■ **PROBLEM DETAILS**: Return the records verbatim.
++++
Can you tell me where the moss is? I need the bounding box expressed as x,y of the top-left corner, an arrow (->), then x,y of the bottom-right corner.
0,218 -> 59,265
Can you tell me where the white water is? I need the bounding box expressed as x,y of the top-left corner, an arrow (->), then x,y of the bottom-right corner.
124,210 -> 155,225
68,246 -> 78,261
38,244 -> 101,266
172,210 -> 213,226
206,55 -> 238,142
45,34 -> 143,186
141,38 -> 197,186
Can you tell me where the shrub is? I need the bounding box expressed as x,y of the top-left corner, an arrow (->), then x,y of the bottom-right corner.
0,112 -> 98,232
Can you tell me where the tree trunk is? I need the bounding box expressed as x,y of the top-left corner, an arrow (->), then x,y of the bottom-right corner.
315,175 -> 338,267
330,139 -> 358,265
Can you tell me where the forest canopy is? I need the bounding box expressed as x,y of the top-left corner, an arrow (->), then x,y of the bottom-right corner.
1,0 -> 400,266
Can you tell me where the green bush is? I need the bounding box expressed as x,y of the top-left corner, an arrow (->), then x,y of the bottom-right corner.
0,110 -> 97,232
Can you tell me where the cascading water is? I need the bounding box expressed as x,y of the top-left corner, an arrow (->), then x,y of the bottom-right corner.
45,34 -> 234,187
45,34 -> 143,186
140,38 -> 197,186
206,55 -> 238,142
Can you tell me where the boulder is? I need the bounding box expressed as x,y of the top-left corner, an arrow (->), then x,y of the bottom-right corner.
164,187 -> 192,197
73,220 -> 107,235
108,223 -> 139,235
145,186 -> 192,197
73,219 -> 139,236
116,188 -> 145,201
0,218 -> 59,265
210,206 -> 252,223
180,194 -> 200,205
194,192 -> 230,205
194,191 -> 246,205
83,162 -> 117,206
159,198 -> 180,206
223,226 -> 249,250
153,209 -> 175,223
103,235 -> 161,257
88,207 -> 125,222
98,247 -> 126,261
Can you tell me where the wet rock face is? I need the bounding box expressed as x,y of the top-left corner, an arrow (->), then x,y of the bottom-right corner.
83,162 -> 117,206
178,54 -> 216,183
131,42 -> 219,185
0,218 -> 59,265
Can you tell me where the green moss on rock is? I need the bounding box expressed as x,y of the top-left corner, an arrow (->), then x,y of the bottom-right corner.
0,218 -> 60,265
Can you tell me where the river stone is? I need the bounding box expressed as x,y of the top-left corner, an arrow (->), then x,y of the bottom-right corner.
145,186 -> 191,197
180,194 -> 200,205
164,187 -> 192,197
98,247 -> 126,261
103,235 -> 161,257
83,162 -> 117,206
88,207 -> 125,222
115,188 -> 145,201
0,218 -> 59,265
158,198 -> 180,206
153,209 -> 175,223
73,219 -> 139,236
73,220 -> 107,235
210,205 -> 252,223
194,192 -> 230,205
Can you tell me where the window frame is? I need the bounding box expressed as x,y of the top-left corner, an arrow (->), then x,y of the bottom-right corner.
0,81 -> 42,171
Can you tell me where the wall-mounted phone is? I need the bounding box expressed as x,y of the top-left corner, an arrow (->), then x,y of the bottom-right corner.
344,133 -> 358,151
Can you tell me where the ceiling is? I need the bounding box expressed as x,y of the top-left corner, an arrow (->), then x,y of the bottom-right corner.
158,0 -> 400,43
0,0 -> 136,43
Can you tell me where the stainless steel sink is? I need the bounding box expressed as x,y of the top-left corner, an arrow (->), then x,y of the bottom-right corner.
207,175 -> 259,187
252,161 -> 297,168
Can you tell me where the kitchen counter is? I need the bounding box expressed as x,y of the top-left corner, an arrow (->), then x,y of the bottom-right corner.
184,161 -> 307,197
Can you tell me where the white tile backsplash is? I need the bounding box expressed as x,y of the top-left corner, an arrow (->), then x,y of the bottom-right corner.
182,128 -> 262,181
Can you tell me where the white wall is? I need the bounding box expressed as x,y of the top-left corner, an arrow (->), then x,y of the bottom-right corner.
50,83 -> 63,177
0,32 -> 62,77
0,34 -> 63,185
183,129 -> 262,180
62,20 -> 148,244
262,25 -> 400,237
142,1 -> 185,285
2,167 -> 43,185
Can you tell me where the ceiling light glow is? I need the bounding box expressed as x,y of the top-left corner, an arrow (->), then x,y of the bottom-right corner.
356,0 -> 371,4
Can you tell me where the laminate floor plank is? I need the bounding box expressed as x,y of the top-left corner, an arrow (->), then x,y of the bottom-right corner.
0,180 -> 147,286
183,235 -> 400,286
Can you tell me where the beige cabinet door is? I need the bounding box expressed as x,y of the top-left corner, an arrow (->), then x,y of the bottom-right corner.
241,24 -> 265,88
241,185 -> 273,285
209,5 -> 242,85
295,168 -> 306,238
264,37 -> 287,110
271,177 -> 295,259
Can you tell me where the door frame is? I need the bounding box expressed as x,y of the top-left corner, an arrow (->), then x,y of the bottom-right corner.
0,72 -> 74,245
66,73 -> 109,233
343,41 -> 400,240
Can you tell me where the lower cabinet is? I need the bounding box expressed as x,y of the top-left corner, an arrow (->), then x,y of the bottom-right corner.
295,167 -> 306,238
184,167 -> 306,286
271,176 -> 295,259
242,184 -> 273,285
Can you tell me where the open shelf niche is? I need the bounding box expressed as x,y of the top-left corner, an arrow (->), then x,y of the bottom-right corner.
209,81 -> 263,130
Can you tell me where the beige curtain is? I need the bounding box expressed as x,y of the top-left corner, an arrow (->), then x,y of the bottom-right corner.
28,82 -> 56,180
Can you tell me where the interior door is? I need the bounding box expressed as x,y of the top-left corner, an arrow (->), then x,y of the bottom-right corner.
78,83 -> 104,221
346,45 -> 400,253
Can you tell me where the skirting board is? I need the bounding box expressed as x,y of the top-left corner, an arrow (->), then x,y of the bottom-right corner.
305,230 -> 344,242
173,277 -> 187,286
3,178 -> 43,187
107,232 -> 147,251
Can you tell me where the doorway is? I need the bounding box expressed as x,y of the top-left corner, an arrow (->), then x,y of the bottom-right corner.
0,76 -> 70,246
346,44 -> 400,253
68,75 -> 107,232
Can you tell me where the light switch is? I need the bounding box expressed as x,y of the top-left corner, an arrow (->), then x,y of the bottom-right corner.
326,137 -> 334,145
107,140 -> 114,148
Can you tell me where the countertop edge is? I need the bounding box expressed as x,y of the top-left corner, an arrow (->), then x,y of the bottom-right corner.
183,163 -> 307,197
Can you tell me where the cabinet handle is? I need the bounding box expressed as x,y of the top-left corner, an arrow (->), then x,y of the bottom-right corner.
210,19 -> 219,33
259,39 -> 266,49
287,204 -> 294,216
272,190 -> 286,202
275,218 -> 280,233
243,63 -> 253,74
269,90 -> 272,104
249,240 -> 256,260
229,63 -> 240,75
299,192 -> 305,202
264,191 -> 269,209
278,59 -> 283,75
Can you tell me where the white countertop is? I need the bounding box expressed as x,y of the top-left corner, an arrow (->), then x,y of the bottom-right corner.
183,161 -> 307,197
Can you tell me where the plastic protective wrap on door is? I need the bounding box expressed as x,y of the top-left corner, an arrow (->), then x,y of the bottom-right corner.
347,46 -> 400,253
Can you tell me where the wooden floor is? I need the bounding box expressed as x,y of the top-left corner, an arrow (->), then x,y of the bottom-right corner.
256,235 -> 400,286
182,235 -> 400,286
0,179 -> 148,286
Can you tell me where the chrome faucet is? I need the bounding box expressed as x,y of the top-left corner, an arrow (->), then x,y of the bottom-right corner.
++++
■ **OUTPUT**:
Can you tell me where the moss is? I need the bounding box expressed as x,y of the top-left corner, an arrow (->), then x,y of the bottom-right corner.
0,218 -> 59,265
Can you tell me where the white water is? I need the bounding box expressed as x,y of the top-left corner, an arrow (->), then x,y of the bottom-right corner.
124,210 -> 155,225
68,246 -> 78,261
38,244 -> 101,266
172,210 -> 213,226
206,55 -> 238,142
45,34 -> 143,186
141,38 -> 197,186
Can you tell me where the shrub is? I need the bounding box expressed as x,y of the top-left corner, an arrow (->), then x,y of the bottom-right corner.
0,112 -> 98,232
Can you tell me where the tree trunk is? I need the bounding box expressed as x,y of the top-left corner, an arrow (->), then x,y of the bottom-right corner.
315,175 -> 338,267
330,139 -> 358,265
Can you tell me where the forest canopy is? I need the bounding box expressed as x,y of the top-left corner, an arrow (->), then x,y of the bottom-right corner.
1,0 -> 400,266
Can you tell me where the green bush is? I need the bounding box expressed as x,y of the top-left corner, an arrow (->), then x,y of the bottom-right corner.
0,110 -> 97,232
Can you tell me where the cascading water is? I need the bounding box expressed as x,y of the top-left corner, an arrow (->), then x,y of the bottom-right corner.
45,34 -> 234,187
45,34 -> 143,186
140,38 -> 197,186
206,55 -> 238,142
Can you tell me where the boulder is? I need the bounding box expressed as x,y of the top-left corner, an arrow (->), then x,y of the bottom-right corner.
164,187 -> 192,197
73,220 -> 107,235
108,223 -> 139,235
145,186 -> 192,197
73,219 -> 139,236
116,188 -> 145,201
0,218 -> 59,265
210,206 -> 252,223
180,194 -> 200,205
194,192 -> 230,205
194,191 -> 246,205
83,162 -> 117,206
159,198 -> 180,206
223,226 -> 249,250
153,209 -> 175,223
103,235 -> 161,257
88,207 -> 125,222
98,247 -> 126,261
Can you tell me where the wet rock face is? I need the bounding box expressed as x,y of the top-left corner, an arrow (->), then x,y of the bottom-right corner.
83,162 -> 117,206
178,54 -> 216,183
131,42 -> 219,185
0,218 -> 59,265
Can you tell me where the green moss on rock is? I need the bounding box expressed as x,y of the top-left corner, an arrow (->), then x,y of the bottom-right corner.
0,218 -> 60,265
Can you tell me where the river stone is? I need the bounding box expressed as x,y of the top-left corner, an arrow (->), then x,y of the bottom-right corner.
145,186 -> 191,197
180,194 -> 200,205
164,187 -> 192,197
98,247 -> 126,261
103,235 -> 161,257
83,162 -> 117,206
88,207 -> 125,222
115,188 -> 145,201
0,218 -> 59,265
158,198 -> 180,206
153,209 -> 175,223
73,219 -> 139,236
73,220 -> 107,235
210,205 -> 252,223
194,192 -> 230,205
Can you tell me where the window frame is? I need the bounding box expressed as x,y of the top-left corner, an arrow (->), then x,y of the bottom-right corner.
0,81 -> 42,171
Can you tell me where the wall-mounted phone is? I need the bounding box expressed as x,y of the top-left corner, an arrow (->), then x,y of the bottom-right corner.
344,133 -> 358,151
Can you tell me where the ceiling is? I need the bounding box expressed as x,y of the top-left corner, an arrow (->), then x,y of the bottom-right corner.
158,0 -> 400,43
0,0 -> 136,43
Can you tell me where the stainless steel sink is? I need the bounding box expressed as x,y of the top-left corner, an arrow (->), then x,y of the bottom-right corner.
207,175 -> 259,187
252,161 -> 297,168
Can you tell me where the kitchen counter is? I need the bounding box expressed as x,y of the top-left corner, an arrow (->), then x,y of the bottom-right corner.
184,161 -> 307,197
Can you tell me where the white tile backsplash is? I need the bounding box expressed as x,y of the top-left corner, an arrow (->), then x,y of the bottom-right corner.
182,128 -> 262,181
Can you tell me where the white wall is? I need the bounding box expressed as x,y of the top-left corner, an arrow (->), then x,y of the bottom-right corner.
50,83 -> 63,177
0,32 -> 62,77
0,34 -> 63,185
183,129 -> 262,180
62,20 -> 148,244
262,25 -> 400,237
142,1 -> 185,285
2,167 -> 43,185
Can you tell me where the ceiling light glow is? I need the bounding box expressed as x,y of the top-left corner, an arrow (->), then x,y of the bottom-right corner.
356,0 -> 371,4
Can you tell me where the laminate floor plank is? I need the bounding box expressed as x,y of the top-left corner, an arrow (->), then x,y of the bottom-right corner.
0,180 -> 147,286
183,235 -> 400,286
Can you tell me where the beige cabinet door is? I need the bounding box expressed as x,y of the top-left corner, an arrow (->), then x,y of the bottom-right corner.
241,24 -> 265,88
241,185 -> 273,285
209,5 -> 242,85
295,168 -> 306,238
264,37 -> 287,110
271,177 -> 295,259
Can you tell me where the door frame is? I need the bounding box expressed as x,y of the top-left corner, an arrow (->), then x,y of the bottom-right corner.
0,72 -> 74,245
66,73 -> 109,233
343,41 -> 400,240
Can you tell me where the lower cabinet is? I need the bounding box expressed as x,y of the top-left corner, an arrow (->), then x,y of the bottom-right corner.
295,167 -> 306,238
184,167 -> 306,286
271,176 -> 295,259
242,184 -> 273,285
Can you tell me where the open shelf niche is? I need the bounding box expressed as x,y of the top-left corner, an arrow (->), then x,y of the bottom-right corner.
209,81 -> 263,130
Can you tell me where the beige curtain is? I need the bounding box expressed as x,y of the top-left corner, an arrow (->), then x,y of the bottom-right corner.
28,82 -> 56,180
Can you tell me where the interior door is? I need the bounding box expressed as x,y of the top-left corner, an arrow (->), then x,y of the bottom-right corner.
78,83 -> 104,221
346,45 -> 400,253
Can you tell me where the skirting board is? I need the bounding box expressed as x,y of the top-left corner, an arrow (->), then x,y of the bottom-right corner.
305,230 -> 344,242
173,277 -> 187,286
3,178 -> 43,187
107,232 -> 147,251
Can you tell me where the doorway is? I need the bounding box expressed as x,y of the top-left corner, an arrow (->), then x,y of the bottom-right corner.
0,76 -> 70,246
346,44 -> 400,253
68,75 -> 107,232
Can you tell me where the light switch is? I need the bounding box expressed as x,y of the top-left corner, an arrow (->), then x,y of the bottom-right corner.
326,137 -> 334,145
107,140 -> 114,148
Can you tell me where the countertop edge is? I need the bounding box expressed as x,y of the top-left corner, an arrow (->), then x,y of the bottom-right corner.
183,163 -> 307,197
Can you tell me where the cabinet handle is? I need the bounding box expressed as x,y of the top-left corner, an arrow (->), then x,y of the bottom-right corner.
210,19 -> 219,33
259,39 -> 266,49
287,204 -> 294,216
272,190 -> 286,202
275,218 -> 280,233
243,63 -> 253,74
269,90 -> 272,104
249,240 -> 256,260
229,63 -> 240,75
299,192 -> 305,202
264,191 -> 269,209
278,59 -> 283,75
Can you tell me where the white countertop is? I need the bounding box expressed as x,y of the top-left corner, an arrow (->), then x,y of the bottom-right corner.
183,161 -> 307,197
Can you tell me where the plastic protective wrap on door is? I need the bounding box expressed as x,y of the top-left corner, an arrow (->), then x,y of the bottom-right corner.
347,46 -> 400,253
Can you tell me where the wooden floor is? I need the bounding box expressed as x,y of the top-left corner, an arrow (->), then x,y of the bottom-right corner.
256,235 -> 400,286
182,235 -> 400,286
0,179 -> 148,286
Can you tell me where the chrome faucet is? I need the bounding box expressed as x,y of the top-left corner, an arrow (->), then x,y of the bottom-right corner.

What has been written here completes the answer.